_EXERCISE BRIEF_:
When you restate the records, do so word for word and omit any picture they contain.

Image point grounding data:
————————

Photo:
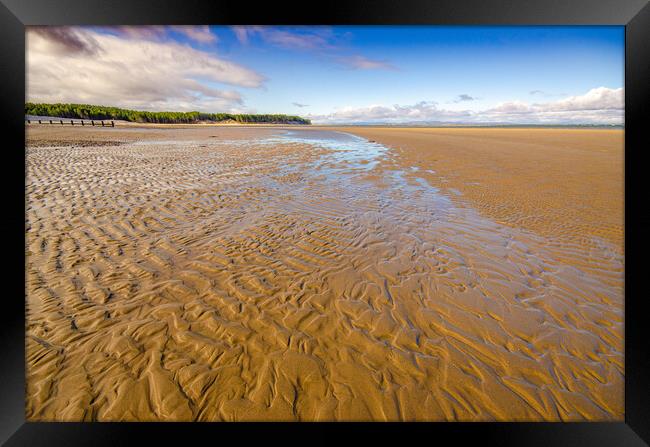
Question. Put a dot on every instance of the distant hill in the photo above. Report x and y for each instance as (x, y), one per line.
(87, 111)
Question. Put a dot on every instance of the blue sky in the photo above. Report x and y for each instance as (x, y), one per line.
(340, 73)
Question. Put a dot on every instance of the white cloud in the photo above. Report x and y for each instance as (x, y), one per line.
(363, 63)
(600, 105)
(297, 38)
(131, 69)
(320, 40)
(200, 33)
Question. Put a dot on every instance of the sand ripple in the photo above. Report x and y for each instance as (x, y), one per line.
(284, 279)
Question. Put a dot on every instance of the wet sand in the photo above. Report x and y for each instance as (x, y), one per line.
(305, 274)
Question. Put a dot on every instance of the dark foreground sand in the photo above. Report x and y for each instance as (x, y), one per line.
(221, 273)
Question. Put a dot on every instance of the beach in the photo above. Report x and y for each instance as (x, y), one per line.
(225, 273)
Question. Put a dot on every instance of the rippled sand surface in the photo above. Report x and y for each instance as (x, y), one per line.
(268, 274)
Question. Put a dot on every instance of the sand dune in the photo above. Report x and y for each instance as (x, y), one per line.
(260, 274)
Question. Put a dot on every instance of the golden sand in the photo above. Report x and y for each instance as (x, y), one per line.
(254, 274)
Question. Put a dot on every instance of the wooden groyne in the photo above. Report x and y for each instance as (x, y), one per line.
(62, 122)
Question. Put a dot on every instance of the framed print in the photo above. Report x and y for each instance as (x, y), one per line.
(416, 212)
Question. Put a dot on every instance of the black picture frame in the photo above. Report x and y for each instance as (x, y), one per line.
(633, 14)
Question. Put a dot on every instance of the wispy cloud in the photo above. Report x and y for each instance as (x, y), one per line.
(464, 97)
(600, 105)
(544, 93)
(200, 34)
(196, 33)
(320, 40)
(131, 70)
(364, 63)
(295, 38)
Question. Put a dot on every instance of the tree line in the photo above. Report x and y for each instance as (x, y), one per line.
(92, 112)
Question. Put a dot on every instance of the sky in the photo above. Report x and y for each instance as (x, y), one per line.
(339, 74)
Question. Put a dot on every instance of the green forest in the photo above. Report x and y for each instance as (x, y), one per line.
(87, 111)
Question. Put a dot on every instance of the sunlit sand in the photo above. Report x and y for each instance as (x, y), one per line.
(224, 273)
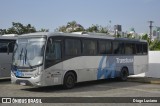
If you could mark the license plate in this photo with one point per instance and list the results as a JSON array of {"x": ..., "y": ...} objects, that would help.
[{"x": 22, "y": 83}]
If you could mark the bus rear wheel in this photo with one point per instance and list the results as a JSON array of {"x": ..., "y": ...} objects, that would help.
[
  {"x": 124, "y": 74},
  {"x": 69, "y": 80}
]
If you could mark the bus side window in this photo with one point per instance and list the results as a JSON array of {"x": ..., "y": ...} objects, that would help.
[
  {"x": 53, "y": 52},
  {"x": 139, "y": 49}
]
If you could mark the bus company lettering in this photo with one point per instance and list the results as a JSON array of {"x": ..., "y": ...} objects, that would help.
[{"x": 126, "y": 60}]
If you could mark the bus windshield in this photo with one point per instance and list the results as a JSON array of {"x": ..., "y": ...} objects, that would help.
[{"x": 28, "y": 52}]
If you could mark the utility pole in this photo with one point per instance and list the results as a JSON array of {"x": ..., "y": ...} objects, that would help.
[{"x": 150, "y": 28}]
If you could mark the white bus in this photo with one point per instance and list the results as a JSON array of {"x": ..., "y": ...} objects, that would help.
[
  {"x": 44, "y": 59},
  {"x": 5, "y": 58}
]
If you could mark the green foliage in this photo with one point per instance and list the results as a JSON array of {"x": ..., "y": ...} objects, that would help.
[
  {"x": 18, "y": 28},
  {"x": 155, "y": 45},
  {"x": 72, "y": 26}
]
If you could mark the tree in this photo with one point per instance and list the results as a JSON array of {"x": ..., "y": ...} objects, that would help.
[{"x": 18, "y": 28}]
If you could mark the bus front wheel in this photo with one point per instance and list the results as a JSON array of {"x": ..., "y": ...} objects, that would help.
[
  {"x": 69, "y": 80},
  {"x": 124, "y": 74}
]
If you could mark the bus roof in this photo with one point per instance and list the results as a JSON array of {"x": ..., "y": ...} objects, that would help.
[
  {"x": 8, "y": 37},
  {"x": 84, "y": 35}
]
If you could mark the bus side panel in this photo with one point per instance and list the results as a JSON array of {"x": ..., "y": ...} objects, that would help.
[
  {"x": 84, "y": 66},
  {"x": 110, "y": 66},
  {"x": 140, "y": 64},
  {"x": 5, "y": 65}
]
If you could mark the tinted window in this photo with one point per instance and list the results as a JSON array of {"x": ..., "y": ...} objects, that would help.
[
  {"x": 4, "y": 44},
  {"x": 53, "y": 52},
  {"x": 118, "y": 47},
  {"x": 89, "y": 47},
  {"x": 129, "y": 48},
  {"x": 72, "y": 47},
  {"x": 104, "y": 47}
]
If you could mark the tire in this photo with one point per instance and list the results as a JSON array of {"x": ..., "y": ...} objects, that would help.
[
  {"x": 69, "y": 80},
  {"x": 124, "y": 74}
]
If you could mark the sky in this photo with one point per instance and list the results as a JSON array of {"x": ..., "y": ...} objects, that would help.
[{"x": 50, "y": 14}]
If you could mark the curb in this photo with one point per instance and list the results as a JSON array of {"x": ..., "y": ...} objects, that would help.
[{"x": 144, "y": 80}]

————————

_RESPONSE AREA_:
Photo:
Question. Put a dot on every instance of the distant hill in the photo above. Report x and y for each instance as (x, y), one per line.
(87, 111)
Question. Put a dot on every instance of the blue sky in the photo above. Report x and y for each instance as (x, y), one per line.
(340, 73)
Question. Put a dot on every instance of the white cloud in the photo above. Report x and y for each instance as (x, y), one per line.
(363, 63)
(600, 105)
(297, 38)
(131, 69)
(320, 40)
(200, 33)
Question. Put a dot on every instance of the sand ripple in the photo above. Report x and y for each instance as (x, y), one per line.
(284, 279)
Question. Put a dot on every instance of the wet sand in the photo above. Report x and y for each instance as (x, y), one per line.
(305, 274)
Question. Put a dot on every instance of the dark foreground sand in the photo above. Report x and y for each instance as (x, y), one per line.
(221, 273)
Question. Put a dot on every instance of the beach in the photo above. Report x and y for each instance as (x, y), one per line.
(225, 273)
Question. Put a dot on every instance of the rippled sand surface in the photo above. Report x and y for each instance as (x, y), one per line.
(268, 274)
Question. Put a dot on every instance of the sand dune in the photo above. Report x and y for each instance as (x, y), one per line.
(260, 274)
Question. Put a dot on every instance of the golden sand in the photo above. Report x and y for each instance as (x, y), one per line.
(254, 274)
Question. Put a dot on every instance of the wooden groyne in the photo above. Report x and y for each instance as (x, y), one per line.
(62, 122)
Question. Put a dot on every instance of the framed print in the photo above. Report x and y for each instance as (x, y), one per line.
(416, 212)
Question. Put a dot on every instance of the black picture frame in the photo above. Report x and y for each instance as (x, y), one per line.
(633, 14)
Question. Put a dot on every instance of the wispy cloud in the photo above. Report x and y for each instance as (x, y), one per line.
(464, 97)
(600, 105)
(544, 93)
(200, 34)
(196, 33)
(320, 40)
(131, 70)
(364, 63)
(295, 38)
Question. Put a dot on every instance of the tree line in the photo above. Report x and y for each instance as (x, y), one per line.
(92, 112)
Question. Put a dot on every instance of the sky in the photo above. Report x and y for each instance as (x, y), one per line.
(339, 74)
Question. Put a dot on every instance of the green forest in the photo above. Report x and y for each instance as (x, y), one per line.
(87, 111)
Question. Put a dot on every instance of the sunlit sand in the photo above. Report x and y for each instance as (x, y), one per line.
(224, 273)
If you could mark the license plate in this photo with one point per instance and list the results as a JSON array of {"x": ..., "y": ...} objects, that would help.
[{"x": 22, "y": 83}]
If you could mark the bus rear wheel in this photo with one point per instance and list the results as a JSON array of {"x": ..., "y": ...} objects, that would help.
[
  {"x": 124, "y": 74},
  {"x": 69, "y": 80}
]
If you could mark the bus side window in this photo with one point per instance and list the results as a JSON array of {"x": ..., "y": ...} objects, that would help.
[
  {"x": 53, "y": 52},
  {"x": 139, "y": 49}
]
If you could mark the bus company lettering in this photo with one point per instance and list the results as a JSON array of {"x": ..., "y": ...} objects, that would help.
[{"x": 126, "y": 60}]
If you could mark the bus windshield in this photo with one point per instance and list the results as a JSON array of {"x": ..., "y": ...} objects, that would help.
[{"x": 28, "y": 52}]
If you could mark the utility pole in this photo with one point per instance and list the results as a JSON array of {"x": ..., "y": ...} objects, that would help.
[{"x": 150, "y": 28}]
If you could mark the white bus in this photo with one point per instance and list the results as a JSON array of {"x": ..., "y": ...} objects, that would help.
[
  {"x": 44, "y": 59},
  {"x": 5, "y": 58}
]
If you could mark the green foliage in this photo with one point per instance and list the results as a JSON array of {"x": ..., "y": ...} objects, that would help.
[
  {"x": 18, "y": 28},
  {"x": 155, "y": 45},
  {"x": 72, "y": 26}
]
If you could mark the tree in this photo with one point per instance and list the results as a JSON array of {"x": ..., "y": ...} objects, that would help.
[{"x": 18, "y": 28}]
If you could mark the bus front wheel in this photo with one point per instance and list the results as a JSON array of {"x": ..., "y": ...} objects, that would help.
[
  {"x": 69, "y": 80},
  {"x": 124, "y": 74}
]
If you could mark the bus roof in this photo with one point per instance and list the results as a JSON array of {"x": ..., "y": ...} objects, that would help.
[
  {"x": 8, "y": 37},
  {"x": 84, "y": 35}
]
If you could mark the bus side panel in this photo with one point per instance and list the results as a JSON array of {"x": ..., "y": ...} objects, that would help.
[
  {"x": 84, "y": 66},
  {"x": 110, "y": 66},
  {"x": 140, "y": 64},
  {"x": 5, "y": 65}
]
If you could mark the tinted window in this photo with one point per instance and list the results as a JSON array of {"x": ..., "y": ...} objects, that would help.
[
  {"x": 4, "y": 44},
  {"x": 53, "y": 52},
  {"x": 118, "y": 47},
  {"x": 89, "y": 47},
  {"x": 129, "y": 48},
  {"x": 72, "y": 47},
  {"x": 104, "y": 47}
]
If you could mark the tire in this photo with one point per instance and list the results as a JSON array of {"x": ..., "y": ...} objects, that would help.
[
  {"x": 69, "y": 80},
  {"x": 124, "y": 74}
]
If you could mark the sky in this photo with one point per instance and list the results as a JSON array of {"x": ..., "y": ...} objects, that would help.
[{"x": 50, "y": 14}]
If you could mark the curb in this photo with one point per instance and list the results as a JSON array of {"x": ..., "y": ...} objects, that would help.
[{"x": 144, "y": 80}]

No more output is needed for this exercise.